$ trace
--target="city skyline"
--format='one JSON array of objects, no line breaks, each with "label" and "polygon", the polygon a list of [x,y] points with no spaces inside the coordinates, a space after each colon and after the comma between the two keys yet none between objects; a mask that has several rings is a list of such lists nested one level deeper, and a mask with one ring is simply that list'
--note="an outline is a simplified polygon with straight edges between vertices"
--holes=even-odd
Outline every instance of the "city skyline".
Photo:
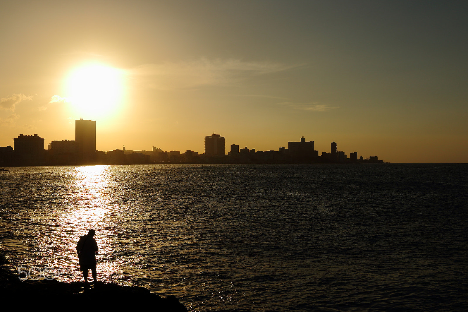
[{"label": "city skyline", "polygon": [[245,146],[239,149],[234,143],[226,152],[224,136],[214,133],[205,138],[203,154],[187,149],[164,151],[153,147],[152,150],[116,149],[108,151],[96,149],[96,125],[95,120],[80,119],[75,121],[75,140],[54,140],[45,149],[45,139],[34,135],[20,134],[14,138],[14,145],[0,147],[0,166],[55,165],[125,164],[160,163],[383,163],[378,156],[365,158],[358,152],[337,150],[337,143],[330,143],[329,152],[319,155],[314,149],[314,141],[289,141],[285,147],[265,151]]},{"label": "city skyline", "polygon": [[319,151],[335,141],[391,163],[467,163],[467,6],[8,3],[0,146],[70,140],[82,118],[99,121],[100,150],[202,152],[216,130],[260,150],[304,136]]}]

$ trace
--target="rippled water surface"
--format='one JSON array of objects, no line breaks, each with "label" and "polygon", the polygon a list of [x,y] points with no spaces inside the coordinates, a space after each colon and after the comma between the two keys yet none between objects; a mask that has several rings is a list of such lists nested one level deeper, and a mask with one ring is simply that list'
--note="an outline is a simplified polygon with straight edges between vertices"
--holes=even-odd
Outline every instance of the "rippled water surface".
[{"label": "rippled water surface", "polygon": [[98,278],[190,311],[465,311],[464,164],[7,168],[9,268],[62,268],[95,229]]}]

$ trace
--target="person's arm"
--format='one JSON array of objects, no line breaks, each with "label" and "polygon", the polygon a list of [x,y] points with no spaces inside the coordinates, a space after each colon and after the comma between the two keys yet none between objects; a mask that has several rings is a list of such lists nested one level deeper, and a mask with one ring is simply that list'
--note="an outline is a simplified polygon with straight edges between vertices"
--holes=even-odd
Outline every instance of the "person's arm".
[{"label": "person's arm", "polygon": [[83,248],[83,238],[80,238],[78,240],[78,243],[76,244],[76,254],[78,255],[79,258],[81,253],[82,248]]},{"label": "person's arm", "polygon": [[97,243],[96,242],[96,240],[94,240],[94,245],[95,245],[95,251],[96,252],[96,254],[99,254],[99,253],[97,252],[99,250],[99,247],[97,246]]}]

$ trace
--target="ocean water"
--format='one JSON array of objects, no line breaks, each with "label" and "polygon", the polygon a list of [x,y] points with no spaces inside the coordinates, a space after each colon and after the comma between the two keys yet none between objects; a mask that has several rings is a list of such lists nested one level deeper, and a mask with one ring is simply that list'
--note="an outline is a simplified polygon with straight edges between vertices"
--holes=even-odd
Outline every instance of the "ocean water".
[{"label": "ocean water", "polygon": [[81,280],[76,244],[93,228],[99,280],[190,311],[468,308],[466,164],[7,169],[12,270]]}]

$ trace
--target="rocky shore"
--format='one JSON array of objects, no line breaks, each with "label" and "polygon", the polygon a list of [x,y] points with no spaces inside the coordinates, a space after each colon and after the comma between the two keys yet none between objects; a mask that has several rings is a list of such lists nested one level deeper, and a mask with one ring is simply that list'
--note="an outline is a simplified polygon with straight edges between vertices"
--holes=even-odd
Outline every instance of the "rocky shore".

········

Omit every picture, and otherwise quote the entries exactly.

$ trace
--target="city skyline"
--format='one JSON array of objects, no line breaks, each with "label" and "polygon", the polygon a list of [x,y] points with no spaces inside the coordinates, a space after each colon and after the comma between the two keys yet none between objects; a mask that has several rings is a list of such lists nested one level deeper, and a mask with one ring is simply that list'
--note="an outline is a simplified polygon with straight edges between vertices"
--holes=even-odd
Outline every instance of the "city skyline".
Photo:
[{"label": "city skyline", "polygon": [[245,146],[239,149],[234,143],[226,152],[224,136],[214,133],[205,138],[203,154],[187,149],[164,151],[153,147],[152,150],[116,149],[108,151],[96,149],[96,125],[95,120],[80,119],[75,121],[75,140],[54,140],[45,149],[45,139],[34,135],[20,134],[14,138],[14,145],[0,147],[0,166],[55,165],[125,164],[160,163],[383,163],[378,156],[365,158],[358,152],[337,150],[337,143],[330,143],[329,152],[319,155],[314,149],[314,141],[289,141],[285,147],[265,151]]},{"label": "city skyline", "polygon": [[319,151],[335,141],[391,163],[467,163],[467,6],[8,3],[0,146],[70,140],[82,118],[99,121],[100,150],[202,152],[216,130],[260,150],[304,136]]}]

$ trace
--target="rippled water surface"
--format='one JSON array of objects, no line breaks, each with "label" and "polygon", the polygon a list of [x,y] points with no spaces inside the coordinates, a space after each colon and after the comma between the two keys yet none between objects; a mask that has several rings is a list of such lists nested one level deeper, and a mask with one ring is simply that list'
--note="an outline is a simplified polygon with straight edges between vertices"
--holes=even-odd
Outline every instance of the "rippled water surface".
[{"label": "rippled water surface", "polygon": [[98,278],[190,311],[465,311],[464,164],[7,168],[9,268],[62,268],[95,229]]}]

$ trace
--target="person's arm"
--format='one JSON array of objects, no line breaks, each with "label" and "polygon", the polygon a list of [x,y] points with no spaces inside the coordinates, a space after each colon and after the comma between the two keys yet none between objects; a mask that has several rings is a list of such lists nested one level deeper, and a mask with one ring is simply that list'
--note="an outline is a simplified polygon with straight edges between vertices"
--holes=even-odd
Outline every instance of the "person's arm".
[{"label": "person's arm", "polygon": [[83,248],[83,238],[80,238],[78,240],[78,243],[76,244],[76,254],[78,255],[79,258],[81,253],[82,248]]},{"label": "person's arm", "polygon": [[97,243],[96,242],[96,240],[94,240],[94,245],[95,245],[95,251],[96,252],[96,254],[99,254],[99,253],[97,252],[99,250],[99,247],[97,246]]}]

$ trace
--target="ocean water"
--format='one JSON array of objects, no line breaks, each with "label" and "polygon", the polygon a list of [x,y] points with no spaces inside the coordinates, a space after each colon and after the comma between the two keys yet none between objects; a mask that has several rings is a list of such lists nested one level deeper, and a mask with one ring is simply that list'
--note="an outline is a simplified polygon with straight edges between vertices"
--holes=even-odd
Outline every instance of the "ocean water".
[{"label": "ocean water", "polygon": [[81,280],[76,244],[93,228],[99,280],[190,311],[468,308],[466,164],[7,169],[12,270]]}]

$ trace
--target="rocky shore"
--format='one JSON array of objects, no line breaks, each with "label" and "polygon", the polygon a list of [x,y] points with no spaces inside the coordinates, a space after each colon and after the comma between the two keys yet none between objects; a mask that has several rings is a list of such lists nested one level deeper, and a mask with one ring is simply that list'
--note="an outline is a simplified polygon with straight edges between vertices"
--holes=even-odd
Outline every instance of the "rocky shore".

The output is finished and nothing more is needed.